■ YOUR INSTRUCTIONS: Reproduce the following data verbatim, without any alteration.

(Dataset items)

┄┄┄┄┄┄

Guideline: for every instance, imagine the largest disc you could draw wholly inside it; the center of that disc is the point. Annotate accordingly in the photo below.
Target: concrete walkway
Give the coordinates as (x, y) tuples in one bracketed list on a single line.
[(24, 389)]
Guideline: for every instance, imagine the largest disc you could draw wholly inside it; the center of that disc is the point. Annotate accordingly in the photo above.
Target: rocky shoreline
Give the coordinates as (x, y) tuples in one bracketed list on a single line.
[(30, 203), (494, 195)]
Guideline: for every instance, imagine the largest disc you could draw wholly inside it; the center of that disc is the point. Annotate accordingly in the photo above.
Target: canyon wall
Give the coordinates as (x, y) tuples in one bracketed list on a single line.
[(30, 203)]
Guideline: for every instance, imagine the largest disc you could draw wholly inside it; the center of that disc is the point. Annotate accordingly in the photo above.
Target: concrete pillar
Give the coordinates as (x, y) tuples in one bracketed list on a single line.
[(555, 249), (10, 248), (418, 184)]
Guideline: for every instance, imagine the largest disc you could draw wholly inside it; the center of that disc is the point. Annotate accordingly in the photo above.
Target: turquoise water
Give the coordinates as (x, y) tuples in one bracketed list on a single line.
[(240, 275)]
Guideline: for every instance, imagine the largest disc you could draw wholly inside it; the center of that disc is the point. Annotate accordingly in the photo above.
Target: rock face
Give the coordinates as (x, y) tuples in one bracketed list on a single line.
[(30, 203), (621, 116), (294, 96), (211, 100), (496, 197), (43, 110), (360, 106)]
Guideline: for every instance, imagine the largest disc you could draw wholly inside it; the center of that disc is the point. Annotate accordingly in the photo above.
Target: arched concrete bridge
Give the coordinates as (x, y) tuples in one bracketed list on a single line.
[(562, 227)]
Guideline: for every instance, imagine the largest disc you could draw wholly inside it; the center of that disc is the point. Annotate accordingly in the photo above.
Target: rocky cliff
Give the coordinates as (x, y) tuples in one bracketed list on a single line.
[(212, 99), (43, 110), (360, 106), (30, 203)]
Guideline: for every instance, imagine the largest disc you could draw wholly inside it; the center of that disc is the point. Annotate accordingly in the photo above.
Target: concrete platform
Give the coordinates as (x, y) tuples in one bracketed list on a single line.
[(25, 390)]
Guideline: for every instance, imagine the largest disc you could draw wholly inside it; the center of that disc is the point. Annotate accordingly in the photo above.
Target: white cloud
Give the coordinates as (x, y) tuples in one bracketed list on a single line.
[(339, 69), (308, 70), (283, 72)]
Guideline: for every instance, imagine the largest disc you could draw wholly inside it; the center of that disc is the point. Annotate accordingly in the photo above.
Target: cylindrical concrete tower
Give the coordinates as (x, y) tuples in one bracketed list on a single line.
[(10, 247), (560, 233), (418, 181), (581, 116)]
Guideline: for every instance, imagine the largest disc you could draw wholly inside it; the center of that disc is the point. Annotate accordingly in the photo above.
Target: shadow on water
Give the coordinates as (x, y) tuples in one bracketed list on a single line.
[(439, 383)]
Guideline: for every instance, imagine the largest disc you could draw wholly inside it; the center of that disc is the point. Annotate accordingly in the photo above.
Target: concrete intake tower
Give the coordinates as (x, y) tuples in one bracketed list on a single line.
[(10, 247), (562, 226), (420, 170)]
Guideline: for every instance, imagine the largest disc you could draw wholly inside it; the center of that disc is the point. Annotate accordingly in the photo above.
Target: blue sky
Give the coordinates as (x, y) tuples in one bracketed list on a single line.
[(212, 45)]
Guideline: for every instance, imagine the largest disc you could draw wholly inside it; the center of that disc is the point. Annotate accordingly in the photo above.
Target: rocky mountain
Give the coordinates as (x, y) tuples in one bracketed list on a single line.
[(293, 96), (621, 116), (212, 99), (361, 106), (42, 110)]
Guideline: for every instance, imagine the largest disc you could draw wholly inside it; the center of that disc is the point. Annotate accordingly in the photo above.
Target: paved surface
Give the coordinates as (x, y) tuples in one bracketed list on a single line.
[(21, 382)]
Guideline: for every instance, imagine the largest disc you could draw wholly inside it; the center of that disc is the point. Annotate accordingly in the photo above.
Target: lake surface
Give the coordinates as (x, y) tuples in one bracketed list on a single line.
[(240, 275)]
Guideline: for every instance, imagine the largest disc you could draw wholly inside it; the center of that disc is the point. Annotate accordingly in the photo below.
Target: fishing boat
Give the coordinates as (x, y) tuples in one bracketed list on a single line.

┄┄┄┄┄┄

■ RESULT OF THIS TASK:
Guideline: for every instance, imagine the largest disc you could draw wholly inside it; the center of that disc is the point. Annotate accordingly in the photo below.
Target: concrete walkway
Give the coordinates as (x, y) tuples in one bracketed list on a single line.
[(24, 389)]
Guideline: for every instance, imagine the largest disc you could draw wholly inside it; the center of that disc is the point. Annotate accordingly in the photo above.
Target: rocky shoreline
Give the coordinates as (x, y) tuples in one bracketed list on a single line.
[(30, 203), (494, 195)]
Guideline: for every instance, imagine the largest disc you could draw wholly inside it; the center of that disc is the point. Annotate accordingly in the photo above.
Target: canyon wall
Give the coordinates as (x, y) tuples in one bracketed list on a single line.
[(30, 203)]
Guideline: for every instance, imagine the largest disc you could draw wholly inside it; the center of that disc is the point. Annotate accordingly in the photo above.
Target: concrete pillar
Give the coordinates as (x, y) tuples in one bracketed list on a single line.
[(555, 249), (10, 248), (418, 184)]
Guideline: for every instance, imagine the largest disc you could draw wholly inside it; the center of that disc is the point. Annotate accordingly in the photo above.
Target: turquoise water
Give the coordinates as (x, y) tuples in one bracketed list on a single line.
[(240, 275)]
Guideline: for every instance, imagine the largest disc you could draw wholly inside it; the center of that disc is the point. Annotate accordingly in the photo above.
Target: rock face
Give the coordinates as (x, y) tuples in one bracketed list on a single line.
[(30, 203), (621, 116), (294, 96), (211, 100), (496, 197), (43, 110), (360, 106)]
Guideline: for every instance, imagine the largest disc you could draw wholly inside it; the center of that disc is the point. Annotate accordingly in the photo above.
Target: arched concrete bridge
Give the coordinates as (x, y) tuples in one bracketed list on a single line.
[(562, 227)]
Guideline: for every instance, imagine the largest disc you could draw wholly inside it; the center of that disc is the point. Annotate accordingly in the photo above.
Target: rocky cliff
Give the coordinates as (x, y) tuples in one bracketed list on a single line.
[(212, 99), (43, 110), (360, 106), (30, 203)]
Guideline: for every instance, imagine the largest disc you could draw wholly inside it; the center of that disc is the point. Annotate accordingly in the photo above.
Target: concrete platform
Give the coordinates as (x, y) tuples in one bracketed list on a single line.
[(25, 390)]
Guideline: for every instance, imagine the largest disc you could draw wholly inside it; the center of that disc is the point. Annotate accordingly in the photo above.
Target: white cloud
Give the coordinates as (x, y) tuples in one bracketed list on a single line.
[(339, 69), (308, 70), (283, 72)]
Guideline: for every instance, imagine the largest disc you could draw wholly inside it; the center of that disc is the point. Annotate accordingly in the photo above.
Target: cylindrical concrete tower
Give the coordinates as (x, y) tuples in one bracketed list on a single line.
[(10, 247), (560, 233), (418, 181), (581, 116)]
Guideline: for every instance, imagine the largest disc you could draw wholly inside it; the center of that disc is the point. Annotate accordingly in the photo above.
Target: shadow on water
Give the coordinates as (x, y) tuples in one bracketed list on a single line.
[(439, 383)]
Guideline: for every instance, imagine the largest disc you could draw wholly inside it; the center of that disc is the point. Annotate accordingly in the photo above.
Target: concrete intake tower
Give the coordinates as (x, y) tuples in one bracketed list on a single line.
[(10, 247), (562, 226), (420, 170)]
Guideline: for every instance, imagine the largest disc you could draw wholly inside it; the center of that disc is the point. Annotate accordingly in the photo above.
Target: blue sky
Give the coordinates as (x, y) tuples in one bracketed list on a single line.
[(212, 45)]
Guideline: for every instance, imagine the largest disc you could draw wholly inside it; the center of that disc is the point. Annotate accordingly in the photo above.
Target: rocky mountain
Give the coordinates as (x, y) tuples in one bracketed list on a single line.
[(293, 96), (621, 116), (212, 99), (361, 106), (42, 110)]
Guideline: for every instance, imagine the largest disc you could draw wholly inside it; the center of that disc is the point. Annotate accordingly in the photo above.
Target: paved surface
Give the coordinates as (x, y) tuples in one bracketed list on a single line.
[(21, 382)]
Guideline: for every instance, imagine the largest disc you could draw wholly inside it; the center of that disc is the point. Annotate accordingly in the photo above.
Target: lake surface
Give the coordinates as (x, y) tuples in one bracketed list on a single line.
[(240, 275)]
Guideline: for every instance, imagine the largest disc you could draw wholly inside it; the center of that disc is the point. Annotate accordingly in the photo below.
Target: fishing boat
Give the coordinates as (x, y) tuples in one bracketed list on a single line.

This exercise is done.